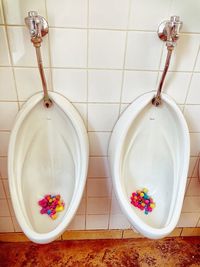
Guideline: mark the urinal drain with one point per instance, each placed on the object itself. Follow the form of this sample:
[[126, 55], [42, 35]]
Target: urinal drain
[[141, 200], [51, 204]]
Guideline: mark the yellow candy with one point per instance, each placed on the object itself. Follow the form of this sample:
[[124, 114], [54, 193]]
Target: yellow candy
[[60, 208], [53, 216]]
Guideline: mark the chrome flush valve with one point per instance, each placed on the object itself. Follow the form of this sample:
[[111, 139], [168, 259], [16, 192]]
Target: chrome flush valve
[[38, 27], [169, 30]]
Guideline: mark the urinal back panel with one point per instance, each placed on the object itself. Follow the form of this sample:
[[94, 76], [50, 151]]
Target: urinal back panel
[[151, 152], [47, 146], [48, 154], [149, 148]]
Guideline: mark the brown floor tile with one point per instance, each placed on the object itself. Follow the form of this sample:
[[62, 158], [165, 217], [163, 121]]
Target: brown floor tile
[[101, 234], [178, 251]]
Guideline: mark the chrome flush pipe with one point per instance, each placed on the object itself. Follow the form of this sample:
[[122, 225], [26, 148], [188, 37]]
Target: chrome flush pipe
[[168, 31], [38, 27]]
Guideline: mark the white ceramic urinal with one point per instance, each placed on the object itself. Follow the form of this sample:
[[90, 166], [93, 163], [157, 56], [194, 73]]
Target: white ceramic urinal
[[48, 153], [149, 148]]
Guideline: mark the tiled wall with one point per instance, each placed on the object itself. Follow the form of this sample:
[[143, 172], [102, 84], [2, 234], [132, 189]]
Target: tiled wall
[[100, 54]]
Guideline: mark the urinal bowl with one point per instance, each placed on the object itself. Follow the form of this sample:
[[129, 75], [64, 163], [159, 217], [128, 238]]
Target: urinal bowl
[[150, 148], [48, 154]]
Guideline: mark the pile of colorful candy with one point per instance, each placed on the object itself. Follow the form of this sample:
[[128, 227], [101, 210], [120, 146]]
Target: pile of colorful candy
[[142, 200], [51, 204]]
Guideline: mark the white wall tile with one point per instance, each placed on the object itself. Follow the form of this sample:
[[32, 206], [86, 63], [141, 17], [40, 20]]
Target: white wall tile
[[96, 222], [77, 223], [106, 49], [67, 13], [143, 51], [188, 219], [188, 12], [22, 50], [17, 228], [1, 13], [82, 110], [104, 85], [193, 95], [115, 208], [98, 205], [98, 143], [4, 139], [102, 117], [137, 83], [4, 210], [11, 207], [28, 82], [181, 60], [7, 85], [193, 167], [192, 115], [197, 66], [98, 167], [99, 187], [3, 167], [16, 11], [123, 107], [194, 187], [176, 85], [8, 111], [4, 53], [112, 14], [82, 207], [194, 144], [118, 221], [191, 204], [6, 187], [6, 224], [68, 47], [71, 83], [147, 15], [2, 192]]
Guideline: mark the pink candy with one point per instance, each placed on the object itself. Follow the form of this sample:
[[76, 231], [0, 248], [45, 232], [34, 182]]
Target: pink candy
[[51, 204], [141, 200]]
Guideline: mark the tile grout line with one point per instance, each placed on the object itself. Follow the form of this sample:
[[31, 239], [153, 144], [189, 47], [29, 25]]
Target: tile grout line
[[100, 29], [87, 85], [49, 54], [125, 55], [16, 91], [10, 57], [120, 100], [98, 69], [189, 85]]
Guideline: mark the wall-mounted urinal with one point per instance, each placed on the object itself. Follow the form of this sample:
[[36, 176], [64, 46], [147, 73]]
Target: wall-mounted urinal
[[48, 153], [150, 148]]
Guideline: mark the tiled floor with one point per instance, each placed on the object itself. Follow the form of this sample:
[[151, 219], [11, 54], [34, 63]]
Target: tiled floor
[[179, 251]]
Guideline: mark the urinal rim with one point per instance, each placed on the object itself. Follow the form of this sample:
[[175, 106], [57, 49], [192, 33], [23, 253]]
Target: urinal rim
[[115, 159], [80, 129]]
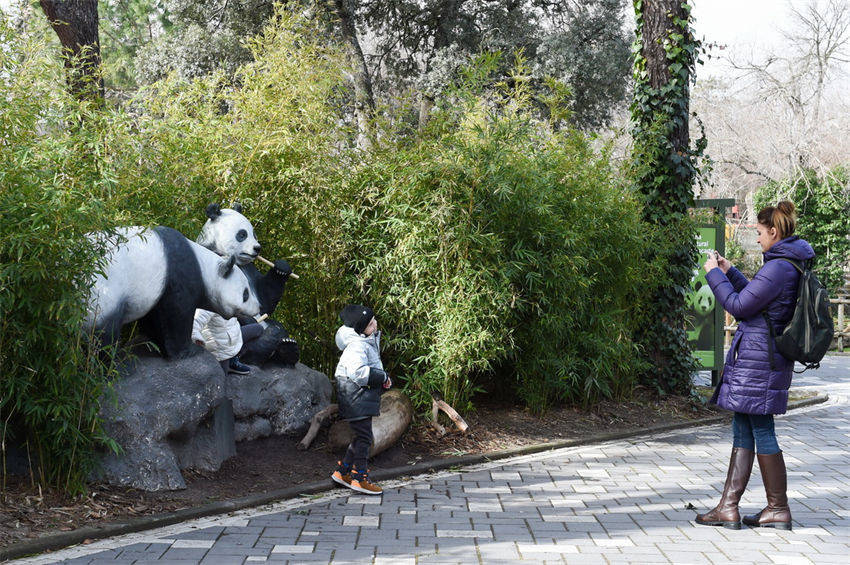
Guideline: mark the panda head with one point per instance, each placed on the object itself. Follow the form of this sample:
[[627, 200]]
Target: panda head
[[229, 233], [230, 292]]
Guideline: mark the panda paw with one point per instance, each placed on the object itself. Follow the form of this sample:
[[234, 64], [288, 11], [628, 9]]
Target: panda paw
[[281, 267], [287, 351]]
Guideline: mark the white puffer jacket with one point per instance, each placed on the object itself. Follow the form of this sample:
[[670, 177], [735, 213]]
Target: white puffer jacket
[[222, 338], [359, 354]]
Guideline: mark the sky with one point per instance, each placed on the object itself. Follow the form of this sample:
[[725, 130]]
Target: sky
[[744, 27]]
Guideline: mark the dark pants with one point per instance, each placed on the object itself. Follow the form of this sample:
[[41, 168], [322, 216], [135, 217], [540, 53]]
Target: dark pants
[[751, 430], [358, 450]]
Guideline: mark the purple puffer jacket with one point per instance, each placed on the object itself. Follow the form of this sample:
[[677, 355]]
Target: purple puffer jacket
[[749, 385]]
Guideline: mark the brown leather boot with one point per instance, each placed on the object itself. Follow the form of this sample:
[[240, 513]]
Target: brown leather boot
[[726, 512], [776, 514]]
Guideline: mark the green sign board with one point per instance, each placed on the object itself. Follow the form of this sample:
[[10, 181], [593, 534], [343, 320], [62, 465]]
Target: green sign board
[[705, 315]]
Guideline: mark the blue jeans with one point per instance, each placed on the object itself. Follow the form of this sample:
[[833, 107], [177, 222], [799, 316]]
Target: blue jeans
[[751, 430]]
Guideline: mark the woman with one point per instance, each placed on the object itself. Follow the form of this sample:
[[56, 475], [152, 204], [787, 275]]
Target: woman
[[756, 377]]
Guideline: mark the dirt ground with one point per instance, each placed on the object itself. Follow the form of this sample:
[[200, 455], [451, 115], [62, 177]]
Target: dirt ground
[[274, 463]]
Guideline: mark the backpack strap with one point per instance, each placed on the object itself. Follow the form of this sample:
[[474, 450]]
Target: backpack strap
[[801, 267], [770, 340]]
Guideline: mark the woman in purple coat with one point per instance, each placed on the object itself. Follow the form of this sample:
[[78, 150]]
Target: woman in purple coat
[[756, 377]]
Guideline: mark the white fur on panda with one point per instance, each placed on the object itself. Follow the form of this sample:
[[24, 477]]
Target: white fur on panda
[[135, 278], [224, 234]]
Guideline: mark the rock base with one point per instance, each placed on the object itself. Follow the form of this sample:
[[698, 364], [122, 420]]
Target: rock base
[[166, 416], [277, 400]]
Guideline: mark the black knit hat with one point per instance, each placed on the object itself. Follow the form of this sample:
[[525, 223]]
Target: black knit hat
[[357, 316]]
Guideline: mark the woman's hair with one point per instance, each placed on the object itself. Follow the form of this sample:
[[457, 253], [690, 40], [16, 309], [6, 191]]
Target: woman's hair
[[783, 217]]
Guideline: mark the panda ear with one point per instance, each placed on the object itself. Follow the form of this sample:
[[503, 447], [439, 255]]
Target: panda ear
[[213, 211], [225, 266]]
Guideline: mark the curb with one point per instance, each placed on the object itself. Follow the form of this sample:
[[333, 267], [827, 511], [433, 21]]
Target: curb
[[59, 540]]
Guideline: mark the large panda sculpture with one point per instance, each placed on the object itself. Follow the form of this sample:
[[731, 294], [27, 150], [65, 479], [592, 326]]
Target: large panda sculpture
[[160, 277], [228, 233]]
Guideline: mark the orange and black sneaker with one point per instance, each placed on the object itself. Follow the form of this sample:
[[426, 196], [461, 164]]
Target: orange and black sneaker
[[342, 475], [360, 483]]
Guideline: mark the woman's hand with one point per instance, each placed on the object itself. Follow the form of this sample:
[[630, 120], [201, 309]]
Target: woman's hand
[[723, 263]]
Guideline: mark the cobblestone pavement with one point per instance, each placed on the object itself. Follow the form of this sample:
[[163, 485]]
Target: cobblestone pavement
[[626, 501]]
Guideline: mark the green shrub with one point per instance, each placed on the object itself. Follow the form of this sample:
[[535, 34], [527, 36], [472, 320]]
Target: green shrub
[[823, 209], [498, 252], [50, 196], [502, 253]]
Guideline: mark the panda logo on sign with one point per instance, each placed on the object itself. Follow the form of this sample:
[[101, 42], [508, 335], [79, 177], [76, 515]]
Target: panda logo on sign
[[160, 277], [228, 232]]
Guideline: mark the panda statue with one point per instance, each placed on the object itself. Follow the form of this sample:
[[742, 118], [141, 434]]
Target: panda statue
[[228, 232], [160, 277]]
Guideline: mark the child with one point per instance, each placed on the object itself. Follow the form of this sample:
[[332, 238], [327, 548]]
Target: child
[[360, 380]]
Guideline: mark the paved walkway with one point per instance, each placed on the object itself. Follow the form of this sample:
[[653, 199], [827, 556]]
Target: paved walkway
[[626, 501]]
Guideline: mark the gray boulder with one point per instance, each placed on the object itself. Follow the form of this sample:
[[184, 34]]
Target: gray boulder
[[277, 400], [167, 415]]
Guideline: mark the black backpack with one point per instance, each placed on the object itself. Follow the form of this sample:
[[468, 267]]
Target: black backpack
[[808, 335]]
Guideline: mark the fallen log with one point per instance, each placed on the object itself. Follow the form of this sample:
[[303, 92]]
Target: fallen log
[[396, 415], [315, 425], [438, 404]]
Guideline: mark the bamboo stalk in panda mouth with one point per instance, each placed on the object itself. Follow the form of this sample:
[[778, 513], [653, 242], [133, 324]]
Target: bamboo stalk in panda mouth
[[270, 264]]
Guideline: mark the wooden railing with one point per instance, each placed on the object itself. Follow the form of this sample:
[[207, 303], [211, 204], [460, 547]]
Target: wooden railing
[[842, 328]]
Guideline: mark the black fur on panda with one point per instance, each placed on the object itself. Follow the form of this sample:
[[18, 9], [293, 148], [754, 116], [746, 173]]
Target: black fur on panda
[[228, 232], [159, 277]]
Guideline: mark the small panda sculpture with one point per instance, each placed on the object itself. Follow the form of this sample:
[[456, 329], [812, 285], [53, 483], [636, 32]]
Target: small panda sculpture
[[160, 277], [228, 232]]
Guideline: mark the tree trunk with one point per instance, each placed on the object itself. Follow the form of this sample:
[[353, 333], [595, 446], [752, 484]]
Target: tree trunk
[[364, 99], [658, 25], [666, 166], [76, 24], [446, 20]]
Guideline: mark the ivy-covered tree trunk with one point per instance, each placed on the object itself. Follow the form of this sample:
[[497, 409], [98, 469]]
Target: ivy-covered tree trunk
[[76, 25], [665, 53]]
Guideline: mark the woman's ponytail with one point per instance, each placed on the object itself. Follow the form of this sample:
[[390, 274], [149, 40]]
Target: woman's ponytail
[[783, 217]]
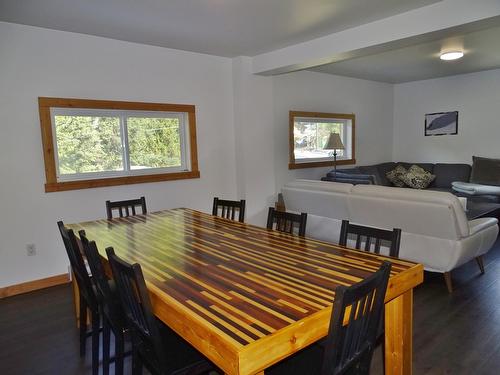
□ □ □
## PROBLEM STATEMENT
Out of the material above, output word for word the line with "Guideline: mark the pile", the line with "[[32, 206], [86, 63], [141, 17], [40, 20]]", and all lines between them, with nothing else.

## FINAL ANSWER
Guideline: mark the pile of colorful candy with one point per instance, each placed on the object itself. Follow the form of this sample:
[[128, 227], [101, 210], [120, 146]]
Target: pile of colorful candy
[[142, 200], [51, 204]]
Guideline: mark the white wall tile with one point per instance, each placed on the object itself. Follow the form of this sample:
[[32, 206], [86, 63], [141, 17], [40, 20]]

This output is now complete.